YOUR ASSIGNMENT. If a line of the data below holds the word "rise", list it.

*** Opening of DATA FOR THIS EXERCISE ***

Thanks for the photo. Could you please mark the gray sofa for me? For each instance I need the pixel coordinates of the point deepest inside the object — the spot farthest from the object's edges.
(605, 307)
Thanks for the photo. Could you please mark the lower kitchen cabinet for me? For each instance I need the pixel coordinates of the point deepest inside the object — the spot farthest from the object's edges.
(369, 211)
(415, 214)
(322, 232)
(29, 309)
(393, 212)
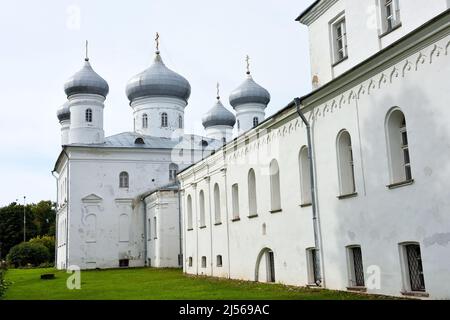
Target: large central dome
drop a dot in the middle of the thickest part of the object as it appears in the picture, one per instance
(158, 81)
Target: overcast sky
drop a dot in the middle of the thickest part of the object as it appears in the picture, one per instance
(42, 44)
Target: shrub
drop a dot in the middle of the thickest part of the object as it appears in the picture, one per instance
(49, 243)
(27, 253)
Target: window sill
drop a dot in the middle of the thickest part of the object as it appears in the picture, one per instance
(400, 184)
(357, 289)
(340, 61)
(303, 205)
(422, 294)
(389, 31)
(349, 195)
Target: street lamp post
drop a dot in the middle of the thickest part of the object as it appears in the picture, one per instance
(24, 221)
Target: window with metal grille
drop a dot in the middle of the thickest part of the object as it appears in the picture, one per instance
(164, 119)
(219, 260)
(144, 121)
(88, 115)
(123, 180)
(356, 266)
(415, 269)
(203, 262)
(339, 40)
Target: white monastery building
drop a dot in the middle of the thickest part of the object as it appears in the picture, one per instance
(343, 188)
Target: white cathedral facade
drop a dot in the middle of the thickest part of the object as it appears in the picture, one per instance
(344, 188)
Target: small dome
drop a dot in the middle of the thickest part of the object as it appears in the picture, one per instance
(249, 92)
(158, 81)
(63, 112)
(86, 80)
(218, 115)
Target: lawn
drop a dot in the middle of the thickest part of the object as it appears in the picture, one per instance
(149, 283)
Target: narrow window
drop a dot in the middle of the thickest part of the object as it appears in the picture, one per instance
(202, 208)
(217, 204)
(173, 169)
(412, 266)
(164, 119)
(219, 260)
(235, 199)
(275, 196)
(305, 176)
(345, 164)
(398, 148)
(189, 205)
(123, 180)
(356, 269)
(339, 40)
(390, 12)
(252, 193)
(88, 115)
(144, 121)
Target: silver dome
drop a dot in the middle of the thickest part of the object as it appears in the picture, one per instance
(158, 81)
(249, 92)
(63, 112)
(218, 115)
(86, 80)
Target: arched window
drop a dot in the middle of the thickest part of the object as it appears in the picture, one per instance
(189, 218)
(88, 115)
(305, 178)
(173, 169)
(252, 208)
(398, 150)
(345, 163)
(217, 204)
(123, 180)
(144, 121)
(202, 208)
(235, 200)
(164, 119)
(275, 196)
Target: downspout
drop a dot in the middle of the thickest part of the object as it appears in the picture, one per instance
(145, 231)
(56, 221)
(317, 239)
(68, 209)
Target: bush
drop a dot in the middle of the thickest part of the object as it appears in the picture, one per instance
(27, 253)
(49, 243)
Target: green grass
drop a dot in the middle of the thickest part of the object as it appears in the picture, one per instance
(148, 283)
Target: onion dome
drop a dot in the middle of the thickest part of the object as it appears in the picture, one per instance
(63, 112)
(86, 80)
(158, 81)
(218, 115)
(249, 92)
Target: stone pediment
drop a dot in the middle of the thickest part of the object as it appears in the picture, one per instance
(92, 198)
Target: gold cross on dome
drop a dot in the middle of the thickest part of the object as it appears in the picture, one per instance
(157, 41)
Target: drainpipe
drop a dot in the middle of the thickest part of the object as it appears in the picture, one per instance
(145, 231)
(317, 239)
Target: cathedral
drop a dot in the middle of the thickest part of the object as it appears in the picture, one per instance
(344, 188)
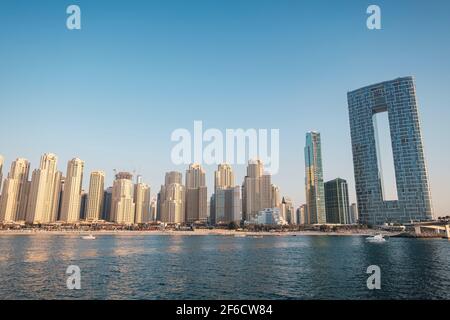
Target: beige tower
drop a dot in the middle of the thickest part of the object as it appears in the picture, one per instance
(15, 192)
(122, 204)
(223, 177)
(142, 202)
(256, 190)
(44, 191)
(276, 198)
(71, 201)
(2, 160)
(196, 194)
(172, 199)
(95, 196)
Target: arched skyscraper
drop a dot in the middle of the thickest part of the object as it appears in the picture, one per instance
(398, 98)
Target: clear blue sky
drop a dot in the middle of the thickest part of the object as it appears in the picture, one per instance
(113, 92)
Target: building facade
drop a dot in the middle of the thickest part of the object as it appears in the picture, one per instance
(397, 98)
(142, 202)
(122, 202)
(95, 196)
(336, 201)
(196, 195)
(44, 191)
(171, 199)
(256, 190)
(71, 200)
(13, 202)
(315, 194)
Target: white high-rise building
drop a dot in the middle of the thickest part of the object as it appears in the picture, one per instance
(122, 204)
(153, 209)
(172, 199)
(44, 191)
(196, 194)
(95, 195)
(15, 192)
(2, 160)
(71, 201)
(227, 201)
(276, 197)
(223, 177)
(256, 190)
(142, 202)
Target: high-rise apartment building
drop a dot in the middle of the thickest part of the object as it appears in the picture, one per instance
(71, 201)
(226, 202)
(276, 197)
(287, 210)
(83, 205)
(171, 199)
(302, 215)
(122, 202)
(315, 195)
(142, 202)
(336, 201)
(95, 196)
(44, 191)
(353, 213)
(256, 190)
(196, 194)
(13, 202)
(2, 160)
(107, 203)
(413, 199)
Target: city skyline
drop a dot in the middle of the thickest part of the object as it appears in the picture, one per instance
(281, 85)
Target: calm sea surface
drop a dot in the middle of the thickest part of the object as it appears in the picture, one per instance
(221, 267)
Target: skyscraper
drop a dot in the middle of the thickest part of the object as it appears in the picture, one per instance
(71, 201)
(83, 205)
(14, 198)
(315, 196)
(122, 203)
(353, 213)
(172, 199)
(276, 198)
(287, 210)
(107, 203)
(95, 196)
(196, 194)
(302, 215)
(256, 190)
(223, 177)
(227, 200)
(2, 160)
(142, 202)
(336, 201)
(44, 191)
(397, 98)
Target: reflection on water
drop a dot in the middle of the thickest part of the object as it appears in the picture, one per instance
(219, 267)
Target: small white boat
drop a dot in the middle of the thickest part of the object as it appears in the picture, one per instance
(376, 238)
(89, 237)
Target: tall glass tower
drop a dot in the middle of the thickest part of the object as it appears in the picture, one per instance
(315, 195)
(398, 99)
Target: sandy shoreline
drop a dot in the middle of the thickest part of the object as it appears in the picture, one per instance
(198, 232)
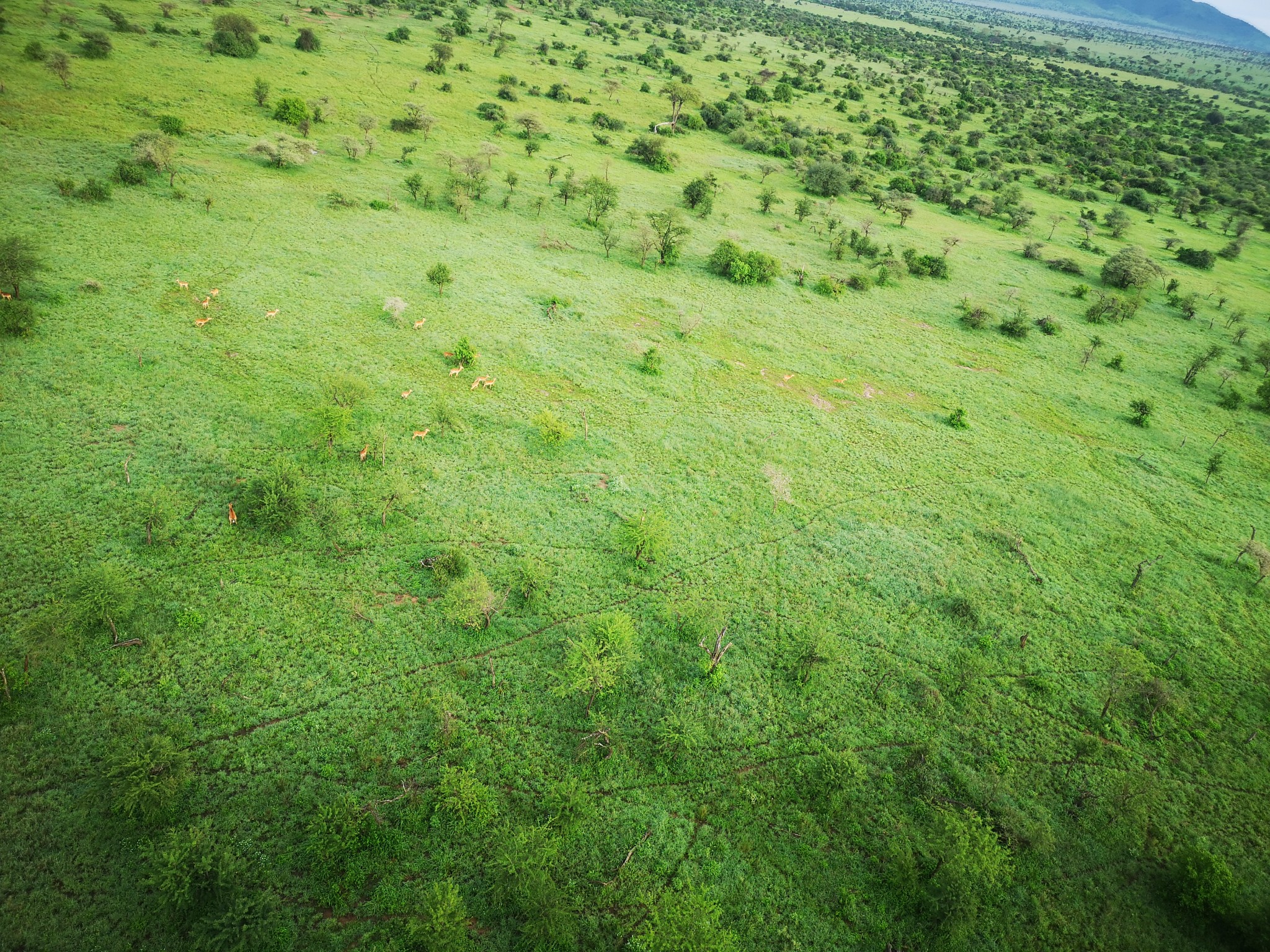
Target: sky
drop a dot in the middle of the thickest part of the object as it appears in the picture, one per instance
(1255, 12)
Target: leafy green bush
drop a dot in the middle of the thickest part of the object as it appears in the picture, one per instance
(653, 152)
(1015, 327)
(291, 111)
(551, 430)
(213, 892)
(130, 173)
(234, 35)
(1197, 258)
(275, 499)
(741, 267)
(18, 318)
(1203, 881)
(685, 922)
(926, 266)
(94, 45)
(469, 602)
(827, 178)
(442, 923)
(99, 597)
(1129, 268)
(463, 801)
(464, 353)
(973, 868)
(450, 566)
(827, 286)
(146, 776)
(642, 539)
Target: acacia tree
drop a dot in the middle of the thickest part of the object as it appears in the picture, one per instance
(19, 260)
(668, 234)
(440, 276)
(601, 198)
(596, 659)
(680, 94)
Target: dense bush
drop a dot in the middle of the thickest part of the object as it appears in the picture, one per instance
(275, 499)
(1197, 258)
(234, 35)
(741, 267)
(653, 152)
(95, 45)
(827, 178)
(17, 318)
(926, 266)
(146, 776)
(309, 42)
(291, 111)
(1129, 268)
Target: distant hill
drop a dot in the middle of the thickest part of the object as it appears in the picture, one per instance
(1188, 18)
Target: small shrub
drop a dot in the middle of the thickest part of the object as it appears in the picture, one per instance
(551, 430)
(469, 602)
(741, 267)
(1197, 258)
(974, 316)
(1231, 400)
(18, 318)
(1129, 268)
(464, 353)
(308, 41)
(1141, 412)
(291, 111)
(642, 539)
(827, 286)
(1203, 881)
(94, 45)
(450, 566)
(651, 362)
(100, 597)
(275, 499)
(1015, 327)
(93, 191)
(234, 35)
(130, 173)
(146, 776)
(926, 266)
(463, 801)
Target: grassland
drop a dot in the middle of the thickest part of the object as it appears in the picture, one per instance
(928, 624)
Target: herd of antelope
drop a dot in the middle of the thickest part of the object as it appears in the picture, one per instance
(206, 301)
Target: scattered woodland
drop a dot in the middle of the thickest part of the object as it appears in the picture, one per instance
(657, 475)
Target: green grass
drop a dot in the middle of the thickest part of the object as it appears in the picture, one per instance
(866, 558)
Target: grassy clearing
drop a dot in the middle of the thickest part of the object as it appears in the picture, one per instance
(925, 621)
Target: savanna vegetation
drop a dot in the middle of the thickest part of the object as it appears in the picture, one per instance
(662, 477)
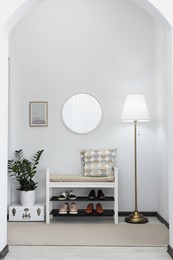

*** Close of DATA FOR THIS EXERCISE ***

WRITTEN ANSWER.
Target: white high-rise building
Target: high-rise apartment building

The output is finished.